» Tantangan
Mohon ringkas paragraf dalam bacaan di bawah yang diawali "Salah satu metode Puritan" menjadi sebuah daftar, dengan tetap memuat fakta utamanya.

» Bacaan
# # # #
Salah satu metode Puritan dalam mempelajari Alkitab
adalah dengan menanyakan satu pertanyaan “Apa yang harus
kita cari dalam Alkitab?” untuk menjawab hal ini William Tyndale, menyatakan
bahwa ada tiga jawaban yang dilakukan oleh kaum Puritan dalam usaha untuk
mempelajari Alkitab. Pertama, mencari hukum atau perintah-perintah Allah. Tujuannya agar mereka tahu akan hukum
Allah dan mereka akan taat. Namun tidak sampai disitu, biasanya ada pembimbing yang akan bertanya “Apakah Allah memaksa kita
untuk taat hukumnya atau saya melakukan dengan sukarela atau kemauan sendiri?” Jawaban
mereka bahwa Allah ingin manusia menaati hukumnya secara sukarela. Kedua,
mencari janji Allah. Ini berkaitan dengan keselamatan,
kehadiran Allah, berkat Allah, penghiburan dari Allah. Dengan pertanyaan ini
membawa orang percaya kepada satu pemahaman yang holistik terhadap Allah yang mereka sembah.
# # # #
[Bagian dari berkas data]
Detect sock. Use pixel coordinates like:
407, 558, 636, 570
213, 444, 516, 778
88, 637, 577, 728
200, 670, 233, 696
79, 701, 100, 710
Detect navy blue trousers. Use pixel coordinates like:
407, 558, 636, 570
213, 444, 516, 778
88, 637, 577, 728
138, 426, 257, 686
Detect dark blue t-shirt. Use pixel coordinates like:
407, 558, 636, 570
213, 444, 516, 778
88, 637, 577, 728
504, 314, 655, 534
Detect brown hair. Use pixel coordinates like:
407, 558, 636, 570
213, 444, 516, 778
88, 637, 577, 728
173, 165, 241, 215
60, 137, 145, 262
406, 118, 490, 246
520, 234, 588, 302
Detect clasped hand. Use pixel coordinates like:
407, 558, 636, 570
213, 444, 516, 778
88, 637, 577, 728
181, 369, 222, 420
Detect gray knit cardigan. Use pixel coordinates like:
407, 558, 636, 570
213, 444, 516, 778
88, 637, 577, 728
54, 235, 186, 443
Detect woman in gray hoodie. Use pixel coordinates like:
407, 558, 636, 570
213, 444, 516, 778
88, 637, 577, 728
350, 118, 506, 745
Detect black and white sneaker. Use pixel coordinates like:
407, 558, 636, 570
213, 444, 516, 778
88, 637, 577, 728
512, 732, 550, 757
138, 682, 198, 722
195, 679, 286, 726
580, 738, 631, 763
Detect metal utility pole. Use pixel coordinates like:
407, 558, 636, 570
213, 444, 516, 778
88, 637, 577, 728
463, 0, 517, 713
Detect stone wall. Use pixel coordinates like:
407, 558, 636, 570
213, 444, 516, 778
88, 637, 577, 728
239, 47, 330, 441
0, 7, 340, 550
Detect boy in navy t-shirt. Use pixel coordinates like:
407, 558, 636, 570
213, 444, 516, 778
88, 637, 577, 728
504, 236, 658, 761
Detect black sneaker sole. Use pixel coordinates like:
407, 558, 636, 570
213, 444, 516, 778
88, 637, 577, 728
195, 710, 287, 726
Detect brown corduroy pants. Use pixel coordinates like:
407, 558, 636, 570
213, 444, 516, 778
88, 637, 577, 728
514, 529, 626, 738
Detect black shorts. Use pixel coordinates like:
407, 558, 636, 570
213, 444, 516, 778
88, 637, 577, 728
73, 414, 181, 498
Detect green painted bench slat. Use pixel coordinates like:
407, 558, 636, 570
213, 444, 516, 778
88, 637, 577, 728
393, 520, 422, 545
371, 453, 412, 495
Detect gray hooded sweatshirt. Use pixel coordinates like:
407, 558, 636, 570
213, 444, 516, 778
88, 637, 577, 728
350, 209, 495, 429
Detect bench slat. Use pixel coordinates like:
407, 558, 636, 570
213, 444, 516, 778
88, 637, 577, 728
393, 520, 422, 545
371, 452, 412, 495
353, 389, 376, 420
# # # #
» Jawaban Benar
- Salah satu metode Puritan dalam mempelajari Alkitab adalah bertanya, "Apa yang harus kita cari dalam Alkitab?"
- Menurut William Tyndale, kaum Puritan memiliki tiga jawaban atas pertanyaan itu.
- Pertama, mencari hukum atau perintah Allah agar mereka mengetahuinya dan menaatinya.
- Pembimbing biasanya bertanya apakah Allah memaksa kita menaati hukum-Nya atau kita melakukannya dengan sukarela. Jawaban mereka: Allah ingin manusia taat secara sukarela.
- Kedua, mencari janji Allah, yang berkaitan dengan keselamatan, kehadiran, berkat, dan penghiburan dari Allah.
- Pertanyaan ini membawa orang percaya pada pemahaman yang holistik tentang Allah yang mereka sembah.